*What to produce*. Scale the records below by rewriting every line, requests included, with each coordinate in the answers multiplied by 2.4 and rounded to a whole number, halves rounding up. Leave all other numbers unchanged.
### Supplied records
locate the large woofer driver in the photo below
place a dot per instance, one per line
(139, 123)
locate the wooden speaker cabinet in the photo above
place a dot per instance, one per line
######
*Answer below*.
locate the large woofer driver in the photo below
place a dot per instance, one per line
(334, 295)
locate the wooden speaker cabinet in the photo above
place a dot per instance, one per line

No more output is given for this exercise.